- Stated task -
Exactly reproduce all the records, keeping pictures out of the copy.
-- Begin --
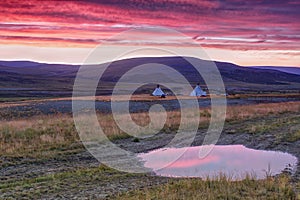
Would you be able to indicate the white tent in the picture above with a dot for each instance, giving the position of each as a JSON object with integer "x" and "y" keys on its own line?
{"x": 198, "y": 91}
{"x": 158, "y": 92}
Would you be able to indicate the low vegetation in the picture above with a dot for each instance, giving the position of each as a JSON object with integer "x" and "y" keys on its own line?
{"x": 44, "y": 132}
{"x": 222, "y": 188}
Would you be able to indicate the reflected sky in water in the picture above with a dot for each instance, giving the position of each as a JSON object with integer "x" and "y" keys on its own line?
{"x": 233, "y": 160}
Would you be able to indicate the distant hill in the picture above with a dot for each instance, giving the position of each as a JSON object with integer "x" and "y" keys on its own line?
{"x": 24, "y": 78}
-- End --
- Output of the exercise -
Would you be able to indicate the white tent in the picture above with a dot for each instance, giving the position of each as a JSON object with integer "x" and "y" keys on its own line?
{"x": 198, "y": 91}
{"x": 158, "y": 92}
Would you be able to indicate the low vegetation in the picture above with a dot for each instance, giving the position of each as a JSON object with integer "x" and "y" keys on its own line?
{"x": 44, "y": 132}
{"x": 222, "y": 188}
Would you be able to indicate the reflected sky in water in the picture above with a dot for each instance, giving the position of each as a JSON object with integer "x" and "y" keys on its own line?
{"x": 233, "y": 160}
Would you be able to indicate the distant hill in the picture above with a dot for each instance, giving the position of each as a JSON object with integer "x" and "y" keys on its own line?
{"x": 24, "y": 78}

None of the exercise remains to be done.